◆ **Consignes de travail**:
[a] Recopiez mot pour mot l'article sur l'enquête Hariri, en commençant par « LES ENQUÊTEURS libanais, en » et en allant jusqu'à « commenter ses recherches. ».
[b] Répondez brièvement à ces questions sur l'article sur l'enquête Hariri :
(i) Quel juge dirige l'enquête internationale ?
(ii) En quel mois et en quelle année Rafic Hariri a-t-il été tué ?
(iii) Sur le meurtre de quelle personnalité enquête Jean-Louis Bruguière ?
[c] Poursuivez la rédaction de l'article sur l'enquête Hariri après sa dernière phrase.

===== Texte à examiner =====

LES ENQUÊTEURS libanais, en charge de l’assassinat de Rafic Hariri, travaillent depuis quelques mois sur une nouvelle piste, qui conduit au Hezbollah. « L’enquête internationale dirigée par le juge Serge Brammertz s’oriente également dans cette direction », confirme, au Figaro, un proche de Saad Hariri, le fils de l’ancien premier ministre tué dans un attentat en février 2005 à Beyrouth. La liquidation a été imputée à la Syrie, qui dément avoir une quelconque responsabilité dans le meurtre. Le juge antiterroriste français Jean-Louis Bruguière, qui enquête sur le meurtre à Beyrouth de Samir Kassir, une autre personnalité antisyrienne, a été mis au courant de cette piste chiite, lors de sa récente visite au Liban. Brammertz n’a pas l’habitude de commenter ses recherches.

===== Liste des données =====

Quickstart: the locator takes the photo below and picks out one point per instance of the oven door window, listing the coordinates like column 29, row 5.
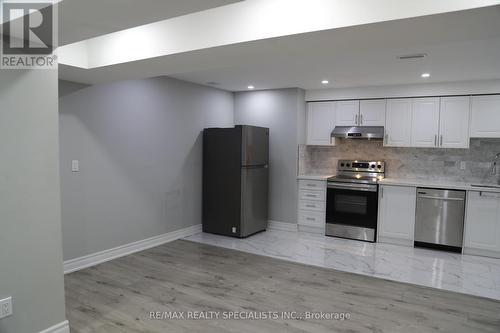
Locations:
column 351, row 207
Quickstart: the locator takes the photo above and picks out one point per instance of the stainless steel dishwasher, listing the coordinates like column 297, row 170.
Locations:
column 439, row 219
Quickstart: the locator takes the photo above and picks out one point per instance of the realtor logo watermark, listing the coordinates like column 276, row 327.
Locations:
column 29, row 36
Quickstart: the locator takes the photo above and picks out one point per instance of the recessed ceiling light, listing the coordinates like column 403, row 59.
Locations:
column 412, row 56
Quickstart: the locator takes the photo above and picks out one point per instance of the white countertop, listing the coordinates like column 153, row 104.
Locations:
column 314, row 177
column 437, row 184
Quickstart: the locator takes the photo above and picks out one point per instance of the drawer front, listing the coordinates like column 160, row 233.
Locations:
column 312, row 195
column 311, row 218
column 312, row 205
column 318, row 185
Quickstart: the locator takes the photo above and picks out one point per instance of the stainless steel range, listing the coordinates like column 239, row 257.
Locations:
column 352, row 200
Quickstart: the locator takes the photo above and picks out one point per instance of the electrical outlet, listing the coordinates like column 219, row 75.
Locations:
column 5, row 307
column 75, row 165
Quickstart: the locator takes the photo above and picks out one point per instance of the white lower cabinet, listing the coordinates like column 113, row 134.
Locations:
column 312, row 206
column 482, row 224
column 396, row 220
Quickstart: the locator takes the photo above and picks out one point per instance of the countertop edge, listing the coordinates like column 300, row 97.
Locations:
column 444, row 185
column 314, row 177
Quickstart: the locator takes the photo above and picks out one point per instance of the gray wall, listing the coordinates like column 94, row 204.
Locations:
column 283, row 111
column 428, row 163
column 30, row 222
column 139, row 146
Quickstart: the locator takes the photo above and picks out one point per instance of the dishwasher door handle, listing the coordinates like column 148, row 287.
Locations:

=====

◆ **Réponses aux consignes**:
[a]
LES ENQUÊTEURS libanais, en charge de l’assassinat de Rafic Hariri, travaillent depuis quelques mois sur une nouvelle piste, qui conduit au Hezbollah. « L’enquête internationale dirigée par le juge Serge Brammertz s’oriente également dans cette direction », confirme, au Figaro, un proche de Saad Hariri, le fils de l’ancien premier ministre tué dans un attentat en février 2005 à Beyrouth. La liquidation a été imputée à la Syrie, qui dément avoir une quelconque responsabilité dans le meurtre. Le juge antiterroriste français Jean-Louis Bruguière, qui enquête sur le meurtre à Beyrouth de Samir Kassir, une autre personnalité antisyrienne, a été mis au courant de cette piste chiite, lors de sa récente visite au Liban. Brammertz n’a pas l’habitude de commenter ses recherches.

[b]
(i) Le juge Serge Brammertz.
(ii) En février 2005.
(iii) Celui de Samir Kassir.

[c]
Tout commence par l’identification par les Forces de sécurité intérieure (FSI) d’un groupe de téléphones portables, qui n’a été utilisé qu’avant et juste après le crime. « Leurs propriétaires, une dizaine au maximum, ont cessé de s’en servir, après avoir reçu d’ultimes consignes pour échapper à la traque lancée après la mort de Hariri », affirme une source proche des FSI à Beyrouth. Mais l’un d’eux a commis une erreur, en appelant un de ses amis, qui ne faisait pas partie du réseau de complices.

Grâce aux relevés téléphoniques, les policiers ont enregistré le numéro de cet ami, puis l’ont interrogé. Celui-ci leur a livré le nom de son correspondant. L’individu, depuis, est introuvable. Il serait en fuite, vraisemblablement en Syrie, sa famille au Liban ayant reçu un appel depuis Damas. Selon le proche de Saad Hariri, il s’agit d’un Libanais, évoluant dans la mouvance du Hezbollah et de ses services de renseignement. Il est activement recherché, même si Interpol n’a pas encore été saisi d’une requête en ce sens. « Les enquêteurs libanais ont très peur de ce qu’ils ont découvert », explique la source proche de l’enquête. Les autres membres du réseau, eux, n’ont pas été identifiés.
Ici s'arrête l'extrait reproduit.